Editorial | What of the Golding task force?
It is approximately eight months since Prime Minister Andrew Holness named Bruce Golding to lead a review task force on Jamaica's membership of the Caribbean Community (CARICOM). We are surprised that in that time Mr Golding, it appears, has neither handed in his report nor delivered a draft one.
It is not that we believe that this is a simple exercise that could or should be accomplished with a slap and a dash, absent of rigorous thought and analysis. Rather, we assumed the undertaking to be so serious and important as to demand urgent, ongoing attention.
At least, that is the sense with which we were left at the time of Mr Holness' formal announcement of the task force during the Budget Debate, and earlier, soon after his Jamaica Labour Party's victory in the February general election, when he signalled his party's retreat from a latent hostility to CARICOM, which usually translated to suspicions and tensions when it formed the government.
Indeed, Mr Holness could hardly have been clearer about the place he intended for Jamaica in the 15-member community when she spoke in the Budget Debate in May. "We must assert ourselves in such a way that Jamaica gets the full benefits that membership in CARICOM promises," he said.
There is sufficient background, data and analyses of CARICOM's failures and successes, as well as Jamaica's own economic performance over nearly half a century, to help inform the work of the task force, without it merely regurgitating old prescriptions. Although, any medicine to be on offer from Mr Golding's team is unlikely to be radically different from what has been
Jamaica has long run a huge trade deficit with CARICOM - over US$700 million in recent years - which largely means Trinidad and Tobago. The bulk of that deficit reflects Jamaica's importation of petroleum products from its south Caribbean partner, although manufactures, mostly processed foods, is not an inconsequential contributor.

- _Study material_:

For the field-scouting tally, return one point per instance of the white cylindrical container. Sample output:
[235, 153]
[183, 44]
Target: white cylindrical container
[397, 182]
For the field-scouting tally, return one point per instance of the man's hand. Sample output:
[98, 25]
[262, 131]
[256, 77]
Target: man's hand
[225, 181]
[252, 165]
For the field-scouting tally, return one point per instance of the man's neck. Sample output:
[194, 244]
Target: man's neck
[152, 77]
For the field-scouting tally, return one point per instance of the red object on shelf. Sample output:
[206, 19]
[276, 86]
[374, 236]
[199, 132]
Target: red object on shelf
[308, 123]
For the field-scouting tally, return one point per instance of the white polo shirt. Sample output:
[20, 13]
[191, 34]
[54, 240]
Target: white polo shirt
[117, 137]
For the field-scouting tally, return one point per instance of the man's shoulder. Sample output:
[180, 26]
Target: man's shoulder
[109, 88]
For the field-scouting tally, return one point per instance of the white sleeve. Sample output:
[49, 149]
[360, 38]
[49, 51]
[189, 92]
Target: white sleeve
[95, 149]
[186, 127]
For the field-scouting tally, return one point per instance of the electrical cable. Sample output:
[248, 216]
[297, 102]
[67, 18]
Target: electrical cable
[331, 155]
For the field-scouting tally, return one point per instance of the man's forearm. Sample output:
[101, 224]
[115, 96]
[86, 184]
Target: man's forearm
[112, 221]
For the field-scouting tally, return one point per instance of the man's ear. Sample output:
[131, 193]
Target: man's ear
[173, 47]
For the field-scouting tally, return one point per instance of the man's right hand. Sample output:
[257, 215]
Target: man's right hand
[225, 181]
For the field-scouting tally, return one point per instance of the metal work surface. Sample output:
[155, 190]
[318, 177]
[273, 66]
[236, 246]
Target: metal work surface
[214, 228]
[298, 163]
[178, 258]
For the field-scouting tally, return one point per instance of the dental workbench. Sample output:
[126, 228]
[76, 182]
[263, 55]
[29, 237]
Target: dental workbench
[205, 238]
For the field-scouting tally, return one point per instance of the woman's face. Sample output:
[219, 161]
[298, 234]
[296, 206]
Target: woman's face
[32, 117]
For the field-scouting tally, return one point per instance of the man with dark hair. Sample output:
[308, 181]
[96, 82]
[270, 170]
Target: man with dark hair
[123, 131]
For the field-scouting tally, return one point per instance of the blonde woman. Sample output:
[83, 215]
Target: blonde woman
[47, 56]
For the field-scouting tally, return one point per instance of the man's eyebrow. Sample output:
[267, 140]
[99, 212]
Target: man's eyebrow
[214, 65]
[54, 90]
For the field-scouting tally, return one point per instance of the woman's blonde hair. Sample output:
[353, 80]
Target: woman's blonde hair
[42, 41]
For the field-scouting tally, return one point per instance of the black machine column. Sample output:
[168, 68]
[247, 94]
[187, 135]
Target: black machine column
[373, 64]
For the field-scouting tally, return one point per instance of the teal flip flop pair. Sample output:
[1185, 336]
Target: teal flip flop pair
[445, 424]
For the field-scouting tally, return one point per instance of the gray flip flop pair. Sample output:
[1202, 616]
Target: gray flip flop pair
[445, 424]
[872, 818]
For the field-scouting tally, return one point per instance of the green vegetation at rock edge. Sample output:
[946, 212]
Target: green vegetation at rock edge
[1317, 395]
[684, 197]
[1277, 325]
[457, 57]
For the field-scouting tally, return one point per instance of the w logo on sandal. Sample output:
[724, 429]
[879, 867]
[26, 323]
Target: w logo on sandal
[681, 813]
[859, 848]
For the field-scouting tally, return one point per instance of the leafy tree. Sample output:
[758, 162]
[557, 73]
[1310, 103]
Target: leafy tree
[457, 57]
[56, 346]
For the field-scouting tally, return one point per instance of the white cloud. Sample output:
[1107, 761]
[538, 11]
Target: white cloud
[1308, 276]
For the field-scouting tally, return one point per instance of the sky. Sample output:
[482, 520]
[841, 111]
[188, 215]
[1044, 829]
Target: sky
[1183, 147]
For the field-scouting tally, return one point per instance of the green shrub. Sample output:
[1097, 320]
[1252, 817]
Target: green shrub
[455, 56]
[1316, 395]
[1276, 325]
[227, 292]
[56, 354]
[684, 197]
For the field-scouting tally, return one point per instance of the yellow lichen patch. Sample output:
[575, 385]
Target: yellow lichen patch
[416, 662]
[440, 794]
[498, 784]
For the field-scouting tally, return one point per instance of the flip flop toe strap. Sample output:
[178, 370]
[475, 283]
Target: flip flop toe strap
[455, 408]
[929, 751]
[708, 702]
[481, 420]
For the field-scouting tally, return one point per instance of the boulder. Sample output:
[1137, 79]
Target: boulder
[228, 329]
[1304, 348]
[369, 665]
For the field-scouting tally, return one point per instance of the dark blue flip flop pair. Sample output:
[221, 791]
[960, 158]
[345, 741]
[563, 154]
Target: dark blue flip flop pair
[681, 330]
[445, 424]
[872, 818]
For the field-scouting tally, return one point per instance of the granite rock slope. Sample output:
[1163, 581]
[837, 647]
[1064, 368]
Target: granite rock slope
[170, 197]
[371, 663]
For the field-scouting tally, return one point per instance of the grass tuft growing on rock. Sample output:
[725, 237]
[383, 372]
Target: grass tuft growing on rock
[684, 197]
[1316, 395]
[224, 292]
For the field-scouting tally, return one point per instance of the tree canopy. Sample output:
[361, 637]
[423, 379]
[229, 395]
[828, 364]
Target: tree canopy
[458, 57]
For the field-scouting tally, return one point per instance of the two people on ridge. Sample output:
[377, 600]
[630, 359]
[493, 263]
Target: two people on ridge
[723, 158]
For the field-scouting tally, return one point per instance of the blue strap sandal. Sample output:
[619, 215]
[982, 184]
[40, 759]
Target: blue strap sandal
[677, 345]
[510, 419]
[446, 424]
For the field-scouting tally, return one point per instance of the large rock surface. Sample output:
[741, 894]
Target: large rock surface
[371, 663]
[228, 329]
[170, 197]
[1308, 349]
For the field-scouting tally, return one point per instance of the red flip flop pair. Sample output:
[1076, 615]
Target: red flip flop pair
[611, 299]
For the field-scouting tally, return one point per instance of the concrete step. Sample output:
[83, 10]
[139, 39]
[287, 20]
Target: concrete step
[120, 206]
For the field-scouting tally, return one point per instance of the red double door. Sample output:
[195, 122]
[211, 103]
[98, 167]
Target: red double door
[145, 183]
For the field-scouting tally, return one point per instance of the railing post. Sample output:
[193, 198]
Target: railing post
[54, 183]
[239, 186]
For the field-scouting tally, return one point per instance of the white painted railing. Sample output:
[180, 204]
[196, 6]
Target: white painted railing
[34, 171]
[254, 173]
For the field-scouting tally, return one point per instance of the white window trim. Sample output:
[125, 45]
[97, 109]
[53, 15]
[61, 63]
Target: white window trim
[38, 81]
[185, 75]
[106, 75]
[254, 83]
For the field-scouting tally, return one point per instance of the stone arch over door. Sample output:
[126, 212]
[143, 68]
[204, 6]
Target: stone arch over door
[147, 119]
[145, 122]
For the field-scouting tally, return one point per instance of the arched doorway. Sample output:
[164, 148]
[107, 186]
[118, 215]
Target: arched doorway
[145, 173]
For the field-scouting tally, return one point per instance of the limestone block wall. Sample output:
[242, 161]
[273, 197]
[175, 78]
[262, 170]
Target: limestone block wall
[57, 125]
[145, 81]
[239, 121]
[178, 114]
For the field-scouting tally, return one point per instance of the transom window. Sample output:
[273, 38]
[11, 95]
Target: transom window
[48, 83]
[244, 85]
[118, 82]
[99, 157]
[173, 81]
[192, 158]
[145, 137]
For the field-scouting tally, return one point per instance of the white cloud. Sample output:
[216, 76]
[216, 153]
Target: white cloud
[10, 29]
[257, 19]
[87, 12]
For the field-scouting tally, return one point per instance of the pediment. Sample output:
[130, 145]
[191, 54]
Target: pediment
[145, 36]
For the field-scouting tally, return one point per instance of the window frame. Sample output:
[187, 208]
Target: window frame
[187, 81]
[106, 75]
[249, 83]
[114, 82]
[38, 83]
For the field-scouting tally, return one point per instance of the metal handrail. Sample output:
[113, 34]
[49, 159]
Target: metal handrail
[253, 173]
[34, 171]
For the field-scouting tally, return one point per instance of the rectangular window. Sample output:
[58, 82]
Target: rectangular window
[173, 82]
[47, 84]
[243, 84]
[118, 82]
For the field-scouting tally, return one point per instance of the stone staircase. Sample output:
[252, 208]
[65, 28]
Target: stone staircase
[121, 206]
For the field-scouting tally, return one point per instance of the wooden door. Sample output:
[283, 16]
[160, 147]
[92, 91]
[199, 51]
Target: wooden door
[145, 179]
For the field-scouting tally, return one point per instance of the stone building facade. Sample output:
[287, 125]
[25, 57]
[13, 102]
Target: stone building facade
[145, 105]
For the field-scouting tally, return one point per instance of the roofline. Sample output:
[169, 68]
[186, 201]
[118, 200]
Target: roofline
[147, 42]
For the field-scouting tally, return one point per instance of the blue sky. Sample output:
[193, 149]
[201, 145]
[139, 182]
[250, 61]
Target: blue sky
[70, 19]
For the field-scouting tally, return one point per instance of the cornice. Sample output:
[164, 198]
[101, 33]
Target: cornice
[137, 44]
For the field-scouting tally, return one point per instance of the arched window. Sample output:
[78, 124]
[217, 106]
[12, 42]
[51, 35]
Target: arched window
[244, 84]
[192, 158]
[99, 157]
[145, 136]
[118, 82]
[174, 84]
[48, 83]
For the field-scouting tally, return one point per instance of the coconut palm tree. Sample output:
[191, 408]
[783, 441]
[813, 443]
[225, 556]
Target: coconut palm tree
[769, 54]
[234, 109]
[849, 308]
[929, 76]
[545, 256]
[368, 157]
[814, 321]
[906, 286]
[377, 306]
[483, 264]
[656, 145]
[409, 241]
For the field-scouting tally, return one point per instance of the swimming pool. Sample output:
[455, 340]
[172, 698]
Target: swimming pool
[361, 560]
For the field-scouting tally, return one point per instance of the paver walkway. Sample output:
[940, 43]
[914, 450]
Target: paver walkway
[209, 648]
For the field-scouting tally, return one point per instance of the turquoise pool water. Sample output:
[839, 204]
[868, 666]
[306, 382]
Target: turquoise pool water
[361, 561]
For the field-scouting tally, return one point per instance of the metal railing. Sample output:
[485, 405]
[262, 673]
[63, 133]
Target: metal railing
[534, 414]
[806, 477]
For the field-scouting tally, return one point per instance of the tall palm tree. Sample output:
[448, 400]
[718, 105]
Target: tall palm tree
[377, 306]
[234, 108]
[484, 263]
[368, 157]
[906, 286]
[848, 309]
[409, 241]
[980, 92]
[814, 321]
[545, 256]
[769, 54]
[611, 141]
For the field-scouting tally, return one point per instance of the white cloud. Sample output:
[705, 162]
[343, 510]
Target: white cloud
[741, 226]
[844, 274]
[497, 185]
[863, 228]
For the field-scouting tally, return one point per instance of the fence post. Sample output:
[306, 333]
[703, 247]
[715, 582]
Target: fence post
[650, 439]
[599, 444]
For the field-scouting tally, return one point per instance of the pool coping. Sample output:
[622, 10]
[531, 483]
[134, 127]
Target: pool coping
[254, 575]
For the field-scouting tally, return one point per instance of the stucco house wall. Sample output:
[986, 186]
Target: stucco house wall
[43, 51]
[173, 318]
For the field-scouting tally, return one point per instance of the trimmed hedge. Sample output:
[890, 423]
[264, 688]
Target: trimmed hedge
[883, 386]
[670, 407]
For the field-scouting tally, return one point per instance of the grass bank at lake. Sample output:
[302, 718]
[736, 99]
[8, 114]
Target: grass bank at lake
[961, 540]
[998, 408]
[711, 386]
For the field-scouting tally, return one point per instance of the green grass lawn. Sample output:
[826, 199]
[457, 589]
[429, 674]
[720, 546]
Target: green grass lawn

- _What to produce_: Extend the editorial on the Golding task force above by writing the next few paragraphs, picking up right after its final sentence about Jamaica's trade deficit with CARICOM.

- _Output below_:
And despite what, until recently, was the perennial gripe of Jamaican businesses that their products faced non-tariff entry barriers in the Trinidad and Tobago market, Mr Golding, as a former prime minister, would have known - and as his assignment on the task force will have confirmed - Jamaica's main problem in exporting to CARICOM rests with decades of inappropriate economic policies that made its firms uncompetitive. If and where the barriers were real, Jamaican firms failed to support their complaints with hard evidence, or to use the dispute resolution mechanisms afforded by the treaty.
That the complaints are now muted has less to do with any change in policy in CARICOM countries than the fact that economic forms at home, allied with lower energy costs, are making Jamaican firms more competitive. This may not yet be translating to major growth in exports, but shows in import substitution.
What, therefore, should be the major concentration of the Golding task force is whether, and at what pace, CARICOM should be deepening its integration towards a single market/economy and what Jamaica's role should be in that endeavour, especially in the context of global realities. Perhaps it is that matters like Brexit and the rise of anti-integration nationalism in Europe have given pause to the deliberations of Mr Golding's group.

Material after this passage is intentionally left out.